L'évolution du monde vers l'âge adulte, faisant table rase d'une fausse représentation de Dieu, libère le regard de l'homme pour le diriger vers le Dieu de la Bible, qui acquiert sa puissance et sa place dans le monde par son impuissance.

Il nous faut apprendre à vivre dans le monde, non pas comme si Dieu n'existait pas, mais comme si Dieu ne nous était pas donné.

Un jour viendra où des hommes seront appelés de nouveau à prononcer la Parole de Dieu de telle façon que le monde en sera transformé et renouvelé.  Ce sera un langage nouveau, peut-être tout à fait non religieux, mais libérateur et rédempteur, comme celui du Christ. Ce sera le langage d'une justice et d'une vérité nouvelles, qui annoncera la réconciliation de Dieu avec les hommes.  Jusqu'à ce jour, la  vie des chrétiens sera silencieuse et cachée ; mais il y aura des hommes qui prieront, agiront avec justice et attendront le temps de Dieu.

Qui regarde dans la foi le corps de Jésus-Christ ne peut plus parler du monde comme s'il était perdu et séparé du Christ ; le Christ ne peut plus se séparer du monde ; le monde appartient au Christ.

▶ _Données fournies_:
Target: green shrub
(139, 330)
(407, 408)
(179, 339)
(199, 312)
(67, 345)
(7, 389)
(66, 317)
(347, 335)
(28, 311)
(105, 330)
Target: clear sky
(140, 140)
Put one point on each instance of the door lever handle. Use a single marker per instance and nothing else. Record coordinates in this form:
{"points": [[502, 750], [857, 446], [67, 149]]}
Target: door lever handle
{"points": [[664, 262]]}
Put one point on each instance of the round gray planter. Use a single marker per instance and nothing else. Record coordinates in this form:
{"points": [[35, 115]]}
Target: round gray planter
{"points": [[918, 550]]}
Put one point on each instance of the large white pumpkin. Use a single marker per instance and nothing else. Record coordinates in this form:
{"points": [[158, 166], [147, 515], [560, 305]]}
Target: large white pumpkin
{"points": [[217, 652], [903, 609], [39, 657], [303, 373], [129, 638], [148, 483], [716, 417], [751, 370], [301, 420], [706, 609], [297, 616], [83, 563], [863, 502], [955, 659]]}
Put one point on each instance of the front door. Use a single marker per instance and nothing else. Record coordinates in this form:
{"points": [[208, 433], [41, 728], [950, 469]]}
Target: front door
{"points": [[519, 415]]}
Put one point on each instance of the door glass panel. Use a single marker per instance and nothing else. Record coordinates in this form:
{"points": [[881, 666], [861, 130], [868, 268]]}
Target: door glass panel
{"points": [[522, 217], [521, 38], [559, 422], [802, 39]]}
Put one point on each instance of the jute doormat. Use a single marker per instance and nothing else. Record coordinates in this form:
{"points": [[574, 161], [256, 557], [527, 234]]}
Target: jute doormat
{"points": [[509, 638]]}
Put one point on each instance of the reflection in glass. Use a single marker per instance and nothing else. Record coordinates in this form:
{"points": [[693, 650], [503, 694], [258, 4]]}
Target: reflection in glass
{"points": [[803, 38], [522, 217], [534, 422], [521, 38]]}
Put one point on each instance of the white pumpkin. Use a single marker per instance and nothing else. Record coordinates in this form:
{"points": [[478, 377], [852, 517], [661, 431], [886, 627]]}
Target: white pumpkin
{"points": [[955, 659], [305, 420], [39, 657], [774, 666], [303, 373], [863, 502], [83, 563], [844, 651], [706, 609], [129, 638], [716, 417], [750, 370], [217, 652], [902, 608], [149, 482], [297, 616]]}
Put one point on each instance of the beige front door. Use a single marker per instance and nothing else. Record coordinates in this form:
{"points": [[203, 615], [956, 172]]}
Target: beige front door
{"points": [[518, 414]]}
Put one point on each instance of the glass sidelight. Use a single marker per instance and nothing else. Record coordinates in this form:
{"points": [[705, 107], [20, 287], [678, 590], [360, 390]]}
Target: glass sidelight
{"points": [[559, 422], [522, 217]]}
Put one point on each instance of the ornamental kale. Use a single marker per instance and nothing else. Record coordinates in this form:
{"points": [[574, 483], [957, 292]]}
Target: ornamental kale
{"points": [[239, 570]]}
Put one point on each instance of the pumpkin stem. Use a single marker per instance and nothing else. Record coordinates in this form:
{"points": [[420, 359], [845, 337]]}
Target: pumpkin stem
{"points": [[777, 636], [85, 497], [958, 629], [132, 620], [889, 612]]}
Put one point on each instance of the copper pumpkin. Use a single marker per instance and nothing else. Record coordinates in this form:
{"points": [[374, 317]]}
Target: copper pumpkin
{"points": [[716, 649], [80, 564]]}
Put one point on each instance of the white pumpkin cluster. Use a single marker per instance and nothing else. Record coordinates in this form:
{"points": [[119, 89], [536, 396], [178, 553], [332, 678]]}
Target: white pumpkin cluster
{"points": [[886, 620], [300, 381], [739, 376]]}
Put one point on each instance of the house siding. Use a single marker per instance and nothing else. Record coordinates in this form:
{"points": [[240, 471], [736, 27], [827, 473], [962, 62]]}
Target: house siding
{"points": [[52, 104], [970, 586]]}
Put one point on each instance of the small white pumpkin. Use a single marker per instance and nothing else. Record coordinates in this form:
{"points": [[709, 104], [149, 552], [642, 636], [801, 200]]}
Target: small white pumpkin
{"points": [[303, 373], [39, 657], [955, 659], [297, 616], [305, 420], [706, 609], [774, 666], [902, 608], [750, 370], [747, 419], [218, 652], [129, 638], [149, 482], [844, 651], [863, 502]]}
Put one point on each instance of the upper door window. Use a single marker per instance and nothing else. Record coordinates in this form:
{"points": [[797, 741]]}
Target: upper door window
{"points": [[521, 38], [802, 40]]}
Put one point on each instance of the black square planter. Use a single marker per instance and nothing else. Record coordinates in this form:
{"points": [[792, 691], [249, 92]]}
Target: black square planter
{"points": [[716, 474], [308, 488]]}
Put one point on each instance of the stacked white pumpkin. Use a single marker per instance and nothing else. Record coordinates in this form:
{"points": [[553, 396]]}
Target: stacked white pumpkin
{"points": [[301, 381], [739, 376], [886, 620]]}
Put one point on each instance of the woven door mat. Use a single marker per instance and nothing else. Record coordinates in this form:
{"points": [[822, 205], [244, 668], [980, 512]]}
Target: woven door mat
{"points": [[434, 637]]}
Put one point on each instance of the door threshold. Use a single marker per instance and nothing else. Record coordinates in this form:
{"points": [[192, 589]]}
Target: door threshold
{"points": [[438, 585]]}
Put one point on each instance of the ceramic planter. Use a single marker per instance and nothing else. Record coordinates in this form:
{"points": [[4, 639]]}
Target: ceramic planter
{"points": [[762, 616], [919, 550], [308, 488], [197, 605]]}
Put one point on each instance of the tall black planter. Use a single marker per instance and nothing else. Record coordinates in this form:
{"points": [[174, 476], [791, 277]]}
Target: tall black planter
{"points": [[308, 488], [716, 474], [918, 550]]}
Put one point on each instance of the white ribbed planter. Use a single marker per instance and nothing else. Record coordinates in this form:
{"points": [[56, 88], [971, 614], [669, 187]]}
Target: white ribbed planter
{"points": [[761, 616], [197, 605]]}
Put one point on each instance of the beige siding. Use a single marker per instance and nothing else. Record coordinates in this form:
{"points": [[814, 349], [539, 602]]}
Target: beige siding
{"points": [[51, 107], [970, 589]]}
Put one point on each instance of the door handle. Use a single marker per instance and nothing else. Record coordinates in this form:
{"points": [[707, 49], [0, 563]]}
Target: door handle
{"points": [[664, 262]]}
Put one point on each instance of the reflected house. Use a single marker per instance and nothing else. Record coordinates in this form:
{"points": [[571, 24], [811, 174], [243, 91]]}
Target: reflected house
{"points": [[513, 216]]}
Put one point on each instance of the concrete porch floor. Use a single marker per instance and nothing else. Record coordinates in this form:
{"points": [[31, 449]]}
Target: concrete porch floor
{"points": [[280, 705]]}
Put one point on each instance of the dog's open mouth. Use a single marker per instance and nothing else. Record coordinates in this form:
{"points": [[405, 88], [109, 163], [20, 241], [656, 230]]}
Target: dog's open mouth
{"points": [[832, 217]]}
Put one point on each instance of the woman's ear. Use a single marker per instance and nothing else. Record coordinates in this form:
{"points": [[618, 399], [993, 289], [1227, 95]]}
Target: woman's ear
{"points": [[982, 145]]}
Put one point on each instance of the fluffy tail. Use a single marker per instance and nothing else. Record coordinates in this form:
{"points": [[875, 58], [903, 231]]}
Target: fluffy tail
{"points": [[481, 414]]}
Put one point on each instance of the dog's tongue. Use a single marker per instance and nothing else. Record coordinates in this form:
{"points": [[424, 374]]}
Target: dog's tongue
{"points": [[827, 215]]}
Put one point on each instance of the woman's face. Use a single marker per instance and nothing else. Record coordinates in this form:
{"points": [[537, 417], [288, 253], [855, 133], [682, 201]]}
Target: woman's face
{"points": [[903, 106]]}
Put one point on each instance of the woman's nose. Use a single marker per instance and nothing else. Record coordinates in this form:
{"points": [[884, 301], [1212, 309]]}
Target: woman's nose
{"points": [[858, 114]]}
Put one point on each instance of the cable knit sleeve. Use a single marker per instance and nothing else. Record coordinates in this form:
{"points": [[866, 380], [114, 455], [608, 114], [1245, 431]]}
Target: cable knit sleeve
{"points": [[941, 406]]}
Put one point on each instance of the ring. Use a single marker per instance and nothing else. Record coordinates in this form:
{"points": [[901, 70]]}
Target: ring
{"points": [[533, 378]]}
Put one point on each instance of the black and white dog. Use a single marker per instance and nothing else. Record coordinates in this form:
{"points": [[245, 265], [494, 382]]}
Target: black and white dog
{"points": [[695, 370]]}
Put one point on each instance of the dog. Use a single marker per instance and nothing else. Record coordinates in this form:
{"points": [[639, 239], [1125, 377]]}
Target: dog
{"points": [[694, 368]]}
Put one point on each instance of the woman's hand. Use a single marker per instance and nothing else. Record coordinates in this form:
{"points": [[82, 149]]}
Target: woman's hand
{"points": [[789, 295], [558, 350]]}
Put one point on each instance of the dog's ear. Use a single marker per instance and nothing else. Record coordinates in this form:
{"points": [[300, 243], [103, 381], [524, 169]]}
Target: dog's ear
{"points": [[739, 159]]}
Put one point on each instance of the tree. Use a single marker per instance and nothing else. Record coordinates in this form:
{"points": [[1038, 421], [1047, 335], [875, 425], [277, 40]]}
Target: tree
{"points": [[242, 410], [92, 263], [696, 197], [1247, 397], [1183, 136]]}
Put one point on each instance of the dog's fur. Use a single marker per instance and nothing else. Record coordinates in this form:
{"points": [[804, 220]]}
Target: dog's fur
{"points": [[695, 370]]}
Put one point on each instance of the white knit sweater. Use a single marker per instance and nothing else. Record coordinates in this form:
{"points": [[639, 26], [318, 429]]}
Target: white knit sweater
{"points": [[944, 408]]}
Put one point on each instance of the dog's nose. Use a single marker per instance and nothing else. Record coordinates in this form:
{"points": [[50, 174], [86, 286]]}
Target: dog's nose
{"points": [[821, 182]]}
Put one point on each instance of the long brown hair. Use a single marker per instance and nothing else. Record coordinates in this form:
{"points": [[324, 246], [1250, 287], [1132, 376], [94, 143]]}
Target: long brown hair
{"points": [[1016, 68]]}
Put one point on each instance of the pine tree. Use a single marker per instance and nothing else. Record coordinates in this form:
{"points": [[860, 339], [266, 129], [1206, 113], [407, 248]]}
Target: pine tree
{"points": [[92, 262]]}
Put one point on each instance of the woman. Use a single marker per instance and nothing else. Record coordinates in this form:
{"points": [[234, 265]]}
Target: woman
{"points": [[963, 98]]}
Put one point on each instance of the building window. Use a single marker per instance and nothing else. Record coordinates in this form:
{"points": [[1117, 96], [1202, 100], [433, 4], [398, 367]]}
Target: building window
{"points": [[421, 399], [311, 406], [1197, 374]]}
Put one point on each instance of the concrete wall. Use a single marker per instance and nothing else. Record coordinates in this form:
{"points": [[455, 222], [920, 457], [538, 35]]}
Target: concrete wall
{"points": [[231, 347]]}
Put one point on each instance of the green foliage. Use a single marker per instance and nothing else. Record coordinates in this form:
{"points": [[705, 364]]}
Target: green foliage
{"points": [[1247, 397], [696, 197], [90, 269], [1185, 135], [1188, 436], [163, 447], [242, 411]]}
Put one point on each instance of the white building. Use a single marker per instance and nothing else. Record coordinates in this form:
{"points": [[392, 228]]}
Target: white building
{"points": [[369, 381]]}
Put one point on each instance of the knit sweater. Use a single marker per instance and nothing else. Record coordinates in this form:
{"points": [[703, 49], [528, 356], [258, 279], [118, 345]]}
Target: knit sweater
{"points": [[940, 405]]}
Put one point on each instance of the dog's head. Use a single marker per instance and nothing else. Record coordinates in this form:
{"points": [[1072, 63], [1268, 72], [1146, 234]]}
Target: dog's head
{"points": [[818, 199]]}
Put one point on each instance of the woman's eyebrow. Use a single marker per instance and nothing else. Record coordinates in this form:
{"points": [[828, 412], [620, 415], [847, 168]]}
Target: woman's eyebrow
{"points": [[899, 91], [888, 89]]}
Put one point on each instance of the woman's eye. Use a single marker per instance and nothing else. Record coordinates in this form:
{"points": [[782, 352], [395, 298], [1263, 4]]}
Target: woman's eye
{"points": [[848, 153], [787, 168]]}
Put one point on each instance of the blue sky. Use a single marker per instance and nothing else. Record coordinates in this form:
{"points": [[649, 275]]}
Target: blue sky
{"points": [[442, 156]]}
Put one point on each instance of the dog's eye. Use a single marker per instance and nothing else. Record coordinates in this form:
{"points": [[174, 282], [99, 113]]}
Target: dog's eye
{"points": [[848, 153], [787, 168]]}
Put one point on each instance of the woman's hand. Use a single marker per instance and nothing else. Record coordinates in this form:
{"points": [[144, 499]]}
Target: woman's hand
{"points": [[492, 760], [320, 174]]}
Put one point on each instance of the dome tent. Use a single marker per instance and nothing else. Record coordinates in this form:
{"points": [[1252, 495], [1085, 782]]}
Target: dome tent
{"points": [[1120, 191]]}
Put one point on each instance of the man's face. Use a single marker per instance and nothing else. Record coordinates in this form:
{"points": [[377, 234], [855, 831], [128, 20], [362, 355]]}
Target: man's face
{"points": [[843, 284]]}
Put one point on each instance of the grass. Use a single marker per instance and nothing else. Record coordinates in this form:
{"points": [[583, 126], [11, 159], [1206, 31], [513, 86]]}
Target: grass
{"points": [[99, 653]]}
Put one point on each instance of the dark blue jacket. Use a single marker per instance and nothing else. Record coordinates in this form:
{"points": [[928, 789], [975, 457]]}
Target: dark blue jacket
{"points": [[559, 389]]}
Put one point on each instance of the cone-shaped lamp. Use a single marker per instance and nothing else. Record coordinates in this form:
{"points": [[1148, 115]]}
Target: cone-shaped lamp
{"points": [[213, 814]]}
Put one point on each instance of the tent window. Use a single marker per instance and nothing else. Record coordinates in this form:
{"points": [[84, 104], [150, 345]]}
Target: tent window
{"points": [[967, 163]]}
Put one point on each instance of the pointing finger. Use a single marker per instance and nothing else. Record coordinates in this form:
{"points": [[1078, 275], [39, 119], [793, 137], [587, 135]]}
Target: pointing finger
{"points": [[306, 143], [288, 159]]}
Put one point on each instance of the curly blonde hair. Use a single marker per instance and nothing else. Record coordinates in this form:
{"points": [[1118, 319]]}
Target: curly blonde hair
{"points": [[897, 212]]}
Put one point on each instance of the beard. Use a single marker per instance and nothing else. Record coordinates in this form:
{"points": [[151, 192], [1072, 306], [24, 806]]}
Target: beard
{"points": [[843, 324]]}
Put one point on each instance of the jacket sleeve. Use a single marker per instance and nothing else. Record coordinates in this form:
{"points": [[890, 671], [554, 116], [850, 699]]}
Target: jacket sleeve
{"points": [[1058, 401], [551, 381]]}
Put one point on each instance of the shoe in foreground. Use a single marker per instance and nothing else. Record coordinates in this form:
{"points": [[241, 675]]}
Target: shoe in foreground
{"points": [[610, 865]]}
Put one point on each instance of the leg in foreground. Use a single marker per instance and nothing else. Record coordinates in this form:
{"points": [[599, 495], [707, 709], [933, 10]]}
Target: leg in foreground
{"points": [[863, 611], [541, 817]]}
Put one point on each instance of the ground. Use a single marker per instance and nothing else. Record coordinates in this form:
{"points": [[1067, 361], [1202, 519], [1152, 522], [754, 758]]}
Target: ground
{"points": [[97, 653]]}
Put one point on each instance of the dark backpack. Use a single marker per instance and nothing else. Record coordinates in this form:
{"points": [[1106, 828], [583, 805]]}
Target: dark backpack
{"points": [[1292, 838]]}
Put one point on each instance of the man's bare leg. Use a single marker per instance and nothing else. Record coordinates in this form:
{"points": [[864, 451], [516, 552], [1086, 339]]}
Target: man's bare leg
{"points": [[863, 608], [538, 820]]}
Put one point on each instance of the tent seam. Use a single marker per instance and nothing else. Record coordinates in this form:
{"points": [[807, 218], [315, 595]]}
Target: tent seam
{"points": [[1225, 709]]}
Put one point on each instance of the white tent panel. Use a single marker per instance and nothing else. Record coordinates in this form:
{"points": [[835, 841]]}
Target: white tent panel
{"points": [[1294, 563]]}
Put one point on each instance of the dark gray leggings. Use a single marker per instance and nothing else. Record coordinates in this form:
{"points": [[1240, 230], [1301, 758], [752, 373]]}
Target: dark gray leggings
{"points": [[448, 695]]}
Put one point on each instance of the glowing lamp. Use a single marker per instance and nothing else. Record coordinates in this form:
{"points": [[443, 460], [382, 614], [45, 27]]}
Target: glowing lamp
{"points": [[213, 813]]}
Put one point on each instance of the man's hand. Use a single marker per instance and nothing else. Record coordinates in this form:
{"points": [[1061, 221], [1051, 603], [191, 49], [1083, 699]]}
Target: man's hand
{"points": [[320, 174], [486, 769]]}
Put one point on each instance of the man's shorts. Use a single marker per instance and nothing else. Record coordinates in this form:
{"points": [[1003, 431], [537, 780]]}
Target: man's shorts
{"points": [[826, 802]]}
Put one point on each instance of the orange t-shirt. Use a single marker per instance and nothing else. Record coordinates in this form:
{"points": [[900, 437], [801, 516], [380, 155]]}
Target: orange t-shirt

▶ _Consigne 1_: Reproduisez en entier, sans la moindre modification, le texte sur Dieu et le monde.
▶ _Consigne 2_: Montrez chacune des lignes où figure le mot « kale », en respectant la casse.
Le texte et les lignes proviennent de sources distinctes.

▶ _Résultat 1_:
L'évolution du monde vers l'âge adulte, faisant table rase d'une fausse représentation de Dieu, libère le regard de l'homme pour le diriger vers le Dieu de la Bible, qui acquiert sa puissance et sa place dans le monde par son impuissance.

Il nous faut apprendre à vivre dans le monde, non pas comme si Dieu n'existait pas, mais comme si Dieu ne nous était pas donné.

Un jour viendra où des hommes seront appelés de nouveau à prononcer la Parole de Dieu de telle façon que le monde en sera transformé et renouvelé.  Ce sera un langage nouveau, peut-être tout à fait non religieux, mais libérateur et rédempteur, comme celui du Christ. Ce sera le langage d'une justice et d'une vérité nouvelles, qui annoncera la réconciliation de Dieu avec les hommes.  Jusqu'à ce jour, la  vie des chrétiens sera silencieuse et cachée ; mais il y aura des hommes qui prieront, agiront avec justice et attendront le temps de Dieu.

Qui regarde dans la foi le corps de Jésus-Christ ne peut plus parler du monde comme s'il était perdu et séparé du Christ ; le Christ ne peut plus se séparer du monde ; le monde appartient au Christ.

▶ _Résultat 2_:
Put one point on each instance of the ornamental kale. Use a single marker per instance and nothing else. Record coordinates in this form:
Target: ornamental kale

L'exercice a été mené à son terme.